== Exercise objective ==
Reproduce every line of the listing below, requests included. Multiply each coordinate in the answers by 1.6 and round it to the nearest whole number, rounding halves up.
********************
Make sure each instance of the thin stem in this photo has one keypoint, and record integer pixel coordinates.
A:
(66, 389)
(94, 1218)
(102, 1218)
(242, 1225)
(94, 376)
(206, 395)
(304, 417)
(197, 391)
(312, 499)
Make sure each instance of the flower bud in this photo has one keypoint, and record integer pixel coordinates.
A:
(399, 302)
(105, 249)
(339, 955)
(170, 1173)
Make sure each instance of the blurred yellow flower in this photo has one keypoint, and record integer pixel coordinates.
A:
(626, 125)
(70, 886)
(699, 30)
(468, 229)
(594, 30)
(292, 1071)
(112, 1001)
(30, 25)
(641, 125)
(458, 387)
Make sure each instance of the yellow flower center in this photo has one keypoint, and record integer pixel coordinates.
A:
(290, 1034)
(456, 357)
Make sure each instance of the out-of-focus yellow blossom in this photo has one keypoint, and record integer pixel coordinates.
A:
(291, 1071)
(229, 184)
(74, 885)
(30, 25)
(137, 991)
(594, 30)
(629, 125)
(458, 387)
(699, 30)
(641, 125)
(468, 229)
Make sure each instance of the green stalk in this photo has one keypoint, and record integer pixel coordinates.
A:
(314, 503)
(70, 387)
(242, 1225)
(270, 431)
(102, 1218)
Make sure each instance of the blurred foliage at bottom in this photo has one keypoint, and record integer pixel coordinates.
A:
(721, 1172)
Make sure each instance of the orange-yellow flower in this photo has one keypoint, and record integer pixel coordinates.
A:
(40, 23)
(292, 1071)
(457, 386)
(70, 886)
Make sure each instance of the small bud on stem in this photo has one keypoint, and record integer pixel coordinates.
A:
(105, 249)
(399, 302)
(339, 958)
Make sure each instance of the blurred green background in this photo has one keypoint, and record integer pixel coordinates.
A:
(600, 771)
********************
== The solution ==
Make sure each instance of the thin stem in this photo has one keypoint, and record integer pixel coordinates.
A:
(106, 622)
(150, 1949)
(163, 1949)
(387, 1960)
(150, 602)
(330, 632)
(486, 667)
(315, 626)
(499, 798)
Make sure each instance of the flower bud in this photo has one keypoint, and record integer pixel coordinates.
A:
(638, 483)
(168, 398)
(542, 1528)
(272, 1877)
Make sure each instance of the blurred yellow flower in this photo has one keypoint, and record integer pixel coordinates.
A:
(1002, 200)
(112, 1418)
(1118, 48)
(749, 366)
(950, 48)
(467, 1714)
(179, 1602)
(48, 40)
(1026, 200)
(733, 619)
Make sure each instance of the yellow flower center in this photo has one keypoint, and record integer pixel coordinates.
A:
(464, 1654)
(730, 571)
Make sure each instance of the out-of-focus yellow blossom in this photo has one keypoint, and record integer pixel coordinates.
A:
(466, 1714)
(366, 294)
(118, 1416)
(48, 40)
(219, 1586)
(950, 48)
(1006, 200)
(733, 619)
(1118, 48)
(1026, 200)
(749, 366)
Make sure each instance of the green stalk in this photo has one keypoint, and record integer pixel coordinates.
A:
(502, 805)
(112, 619)
(387, 1960)
(432, 690)
(163, 1949)
Make sure each instance of the blurred foliage at bottom in this photo has one keypoint, and record integer pixel coordinates.
A:
(1154, 1875)
Make sure each instance of the orange-yellow flower in this photo has one keypoint, and record integer pixel coordinates.
A:
(64, 37)
(467, 1714)
(731, 618)
(112, 1418)
Make sure each instance of the small bud on stem in this photo has one keypoint, and record integer pixel coordinates.
A:
(168, 398)
(638, 483)
(542, 1533)
Make sure each instance of the blurred green background in this photo has one keypoint, and record integer pixel coordinates.
A:
(960, 1234)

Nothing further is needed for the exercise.